Reproduce all of the rows below word for word, leaving the pictures out.

Exercise inputs →
* start *
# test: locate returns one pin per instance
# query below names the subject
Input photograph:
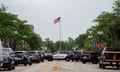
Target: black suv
(85, 56)
(76, 55)
(7, 59)
(22, 57)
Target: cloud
(34, 3)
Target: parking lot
(61, 66)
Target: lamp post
(24, 46)
(100, 33)
(90, 41)
(14, 40)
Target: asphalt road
(61, 66)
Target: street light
(100, 33)
(14, 43)
(90, 40)
(24, 47)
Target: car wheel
(67, 59)
(38, 61)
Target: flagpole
(60, 35)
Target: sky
(76, 15)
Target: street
(62, 66)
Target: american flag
(57, 20)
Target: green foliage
(9, 23)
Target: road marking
(55, 69)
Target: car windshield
(18, 53)
(5, 52)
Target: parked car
(21, 57)
(61, 55)
(42, 56)
(48, 56)
(110, 57)
(94, 58)
(76, 55)
(35, 57)
(85, 56)
(7, 59)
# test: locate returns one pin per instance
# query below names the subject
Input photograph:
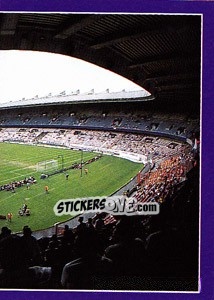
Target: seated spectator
(127, 252)
(31, 251)
(82, 226)
(83, 272)
(5, 232)
(14, 272)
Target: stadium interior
(162, 54)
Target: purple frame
(207, 204)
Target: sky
(26, 74)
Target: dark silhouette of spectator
(90, 225)
(82, 225)
(127, 252)
(5, 231)
(31, 249)
(99, 223)
(89, 267)
(14, 272)
(68, 235)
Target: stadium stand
(162, 54)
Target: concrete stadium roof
(106, 97)
(161, 53)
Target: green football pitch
(18, 161)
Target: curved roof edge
(123, 96)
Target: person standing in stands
(9, 217)
(46, 189)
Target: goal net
(47, 165)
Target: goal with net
(47, 165)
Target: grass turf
(105, 176)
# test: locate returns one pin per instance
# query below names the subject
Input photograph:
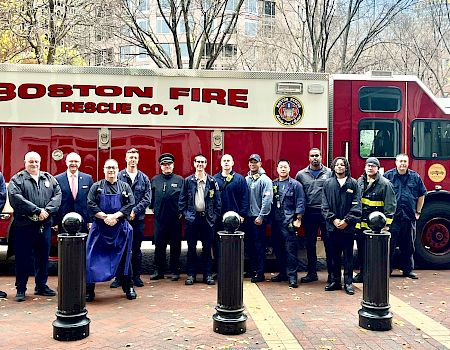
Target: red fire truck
(101, 112)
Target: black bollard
(230, 317)
(375, 313)
(71, 322)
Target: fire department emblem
(288, 111)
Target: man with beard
(260, 200)
(166, 188)
(312, 178)
(140, 185)
(341, 208)
(287, 210)
(377, 194)
(35, 197)
(410, 194)
(200, 205)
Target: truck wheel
(433, 236)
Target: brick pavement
(169, 315)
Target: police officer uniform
(288, 206)
(32, 238)
(166, 190)
(199, 224)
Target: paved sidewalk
(170, 315)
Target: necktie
(74, 187)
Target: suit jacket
(78, 205)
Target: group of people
(113, 210)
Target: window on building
(431, 138)
(380, 99)
(184, 52)
(230, 50)
(251, 6)
(161, 26)
(125, 53)
(167, 48)
(251, 28)
(269, 8)
(379, 138)
(143, 5)
(231, 5)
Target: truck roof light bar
(289, 88)
(380, 73)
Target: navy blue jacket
(186, 204)
(287, 205)
(408, 188)
(142, 191)
(78, 205)
(2, 192)
(341, 202)
(233, 193)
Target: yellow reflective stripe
(372, 203)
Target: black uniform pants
(285, 245)
(31, 241)
(342, 242)
(168, 232)
(403, 235)
(312, 221)
(199, 230)
(136, 253)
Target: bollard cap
(72, 223)
(377, 220)
(231, 221)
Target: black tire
(433, 237)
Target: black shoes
(190, 280)
(209, 280)
(116, 283)
(279, 278)
(349, 289)
(358, 278)
(137, 282)
(90, 296)
(258, 278)
(20, 296)
(45, 291)
(411, 275)
(293, 282)
(156, 276)
(333, 286)
(309, 278)
(130, 293)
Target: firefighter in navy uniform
(140, 185)
(377, 194)
(2, 205)
(109, 244)
(166, 188)
(200, 205)
(35, 197)
(287, 210)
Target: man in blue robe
(110, 239)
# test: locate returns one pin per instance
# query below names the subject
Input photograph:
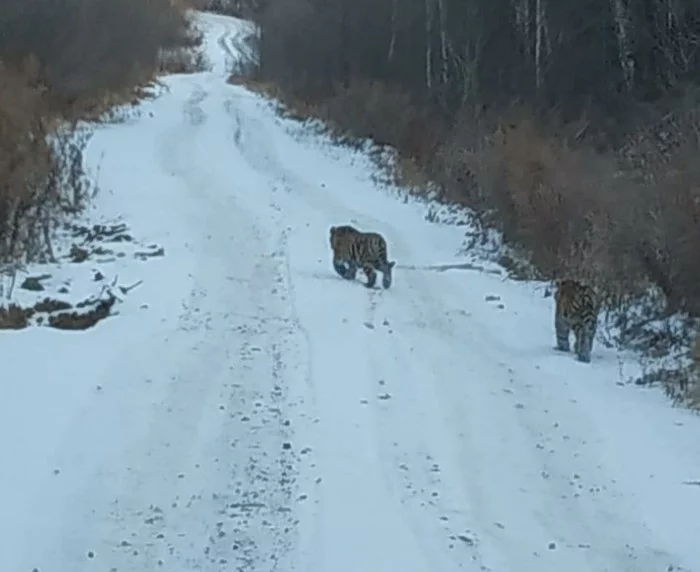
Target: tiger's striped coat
* end *
Written response →
# test: locate returns one pin per instance
# query below names the subject
Input photograph:
Target: black suv
(85, 56)
(76, 55)
(7, 59)
(22, 57)
Target: cloud
(34, 3)
Target: parking lot
(61, 66)
Target: lamp post
(24, 46)
(100, 33)
(90, 41)
(14, 40)
Target: asphalt road
(61, 66)
Target: street light
(100, 33)
(14, 43)
(90, 40)
(24, 47)
Target: car wheel
(67, 59)
(38, 61)
Target: flagpole
(60, 35)
Target: sky
(76, 15)
Target: street
(62, 66)
Target: american flag
(57, 20)
Target: green foliage
(9, 23)
Target: road marking
(55, 69)
Target: car windshield
(18, 53)
(5, 52)
Target: parked car
(21, 57)
(61, 55)
(42, 56)
(48, 56)
(110, 57)
(94, 58)
(76, 55)
(35, 57)
(85, 56)
(7, 59)
# test: locate returns one pin per instance
# query below names the subject
Input photograph:
Target: seated spectator
(127, 252)
(31, 251)
(82, 226)
(83, 272)
(5, 232)
(14, 272)
Target: stadium interior
(162, 54)
Target: purple frame
(207, 204)
Target: sky
(26, 74)
Target: dark silhouette of spectator
(90, 225)
(82, 225)
(127, 252)
(5, 231)
(31, 249)
(99, 223)
(89, 267)
(14, 272)
(68, 235)
Target: stadium stand
(162, 54)
Target: concrete stadium roof
(106, 97)
(161, 53)
Target: green football pitch
(18, 161)
Target: curved roof edge
(123, 96)
Target: person standing in stands
(9, 217)
(46, 189)
Target: goal net
(47, 165)
Target: goal with net
(47, 165)
Target: grass turf
(105, 176)
# test: locate returns one pin per instance
# query below names the subject
Input photograph:
Target: red fire truck
(101, 112)
Target: black bollard
(230, 317)
(375, 313)
(71, 322)
Target: fire department emblem
(288, 111)
Target: man with beard
(260, 200)
(166, 188)
(312, 178)
(140, 185)
(341, 208)
(287, 210)
(377, 194)
(35, 197)
(410, 194)
(200, 205)
Target: truck wheel
(433, 236)
Target: brick pavement
(169, 315)
Target: police officer uniform
(288, 206)
(32, 238)
(166, 190)
(199, 224)
Target: paved sidewalk
(170, 315)
Target: necktie
(74, 187)
Target: suit jacket
(78, 205)
Target: group of people
(113, 210)
Target: window on building
(431, 138)
(380, 99)
(184, 52)
(230, 50)
(251, 6)
(161, 26)
(125, 53)
(167, 48)
(251, 28)
(269, 8)
(379, 138)
(143, 5)
(231, 5)
Target: truck roof light bar
(289, 88)
(380, 73)
Target: navy blue jacket
(186, 204)
(287, 205)
(408, 188)
(142, 191)
(78, 205)
(2, 192)
(341, 202)
(233, 193)
Target: yellow reflective stripe
(372, 203)
Target: black uniform pants
(285, 245)
(31, 241)
(342, 242)
(168, 232)
(403, 235)
(312, 221)
(199, 230)
(136, 253)
Target: bollard cap
(72, 223)
(377, 220)
(231, 221)
Target: black tire
(433, 237)
Target: black shoes
(190, 280)
(209, 280)
(116, 283)
(279, 278)
(349, 289)
(358, 278)
(137, 282)
(90, 296)
(258, 278)
(20, 296)
(45, 291)
(411, 275)
(293, 282)
(156, 276)
(333, 286)
(309, 278)
(130, 293)
Target: firefighter in navy uniform
(140, 185)
(377, 194)
(2, 205)
(109, 244)
(166, 188)
(200, 205)
(35, 197)
(287, 210)
Target: man in blue robe
(110, 239)
# test: locate returns one pin per instance
# query below names the subject
Input photograph:
Target: tiger's striped coat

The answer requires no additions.